Prompt:
Reproduce every one of the entries below verbatim, line for line.

*** Given information ***

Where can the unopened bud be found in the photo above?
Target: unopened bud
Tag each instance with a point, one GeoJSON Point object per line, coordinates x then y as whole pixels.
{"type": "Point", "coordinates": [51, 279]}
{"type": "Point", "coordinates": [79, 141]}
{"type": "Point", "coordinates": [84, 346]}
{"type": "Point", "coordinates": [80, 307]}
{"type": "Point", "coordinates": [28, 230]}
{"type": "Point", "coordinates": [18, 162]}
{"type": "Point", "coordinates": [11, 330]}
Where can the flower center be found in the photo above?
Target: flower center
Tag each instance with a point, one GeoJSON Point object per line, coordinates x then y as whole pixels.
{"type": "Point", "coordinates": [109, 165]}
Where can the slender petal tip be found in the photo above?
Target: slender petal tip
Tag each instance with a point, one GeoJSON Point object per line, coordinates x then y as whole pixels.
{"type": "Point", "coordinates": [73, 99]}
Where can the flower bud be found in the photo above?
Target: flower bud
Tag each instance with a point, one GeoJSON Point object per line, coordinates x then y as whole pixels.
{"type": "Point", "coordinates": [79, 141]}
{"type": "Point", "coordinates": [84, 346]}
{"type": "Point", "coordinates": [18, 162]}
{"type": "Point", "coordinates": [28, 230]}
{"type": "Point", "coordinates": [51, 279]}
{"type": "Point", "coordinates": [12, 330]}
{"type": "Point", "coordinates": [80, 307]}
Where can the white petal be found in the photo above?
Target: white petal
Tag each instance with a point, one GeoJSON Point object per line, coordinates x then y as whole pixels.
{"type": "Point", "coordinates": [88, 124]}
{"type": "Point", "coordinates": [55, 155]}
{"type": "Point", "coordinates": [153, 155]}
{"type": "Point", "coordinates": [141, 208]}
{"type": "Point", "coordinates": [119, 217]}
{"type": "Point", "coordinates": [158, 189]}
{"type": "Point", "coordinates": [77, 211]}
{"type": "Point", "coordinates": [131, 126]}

***

Task response:
Where can the unopened bud be found in the photo above?
Target: unopened bud
Tag each instance with a point, one GeoJSON Point object per line, coordinates x then y as whole pixels.
{"type": "Point", "coordinates": [51, 279]}
{"type": "Point", "coordinates": [79, 141]}
{"type": "Point", "coordinates": [84, 346]}
{"type": "Point", "coordinates": [80, 307]}
{"type": "Point", "coordinates": [28, 230]}
{"type": "Point", "coordinates": [18, 162]}
{"type": "Point", "coordinates": [11, 330]}
Where can the flower center be found in the photo above?
Target: flower center
Tag each instance with a point, one GeoJSON Point object per line, coordinates x then y as whole pixels.
{"type": "Point", "coordinates": [109, 165]}
Where can the slender petal tip be found in the photo above?
Target: slender petal tip
Tag each instance with a point, one GeoJSON Point object per line, coordinates x then y as whole pixels.
{"type": "Point", "coordinates": [73, 99]}
Where can the flower bud be found in the photo above?
Target: flower bud
Tag each instance with a point, one GeoJSON Point object per line, coordinates x then y as whole pixels.
{"type": "Point", "coordinates": [79, 141]}
{"type": "Point", "coordinates": [84, 346]}
{"type": "Point", "coordinates": [18, 162]}
{"type": "Point", "coordinates": [28, 230]}
{"type": "Point", "coordinates": [51, 279]}
{"type": "Point", "coordinates": [12, 330]}
{"type": "Point", "coordinates": [80, 307]}
Where can the white petal be found in the photo above?
Target: white petal
Tag each instance with a point, one GeoJSON Point object per line, coordinates x then y as whole pixels.
{"type": "Point", "coordinates": [88, 124]}
{"type": "Point", "coordinates": [55, 155]}
{"type": "Point", "coordinates": [153, 155]}
{"type": "Point", "coordinates": [141, 208]}
{"type": "Point", "coordinates": [119, 217]}
{"type": "Point", "coordinates": [158, 189]}
{"type": "Point", "coordinates": [77, 211]}
{"type": "Point", "coordinates": [131, 126]}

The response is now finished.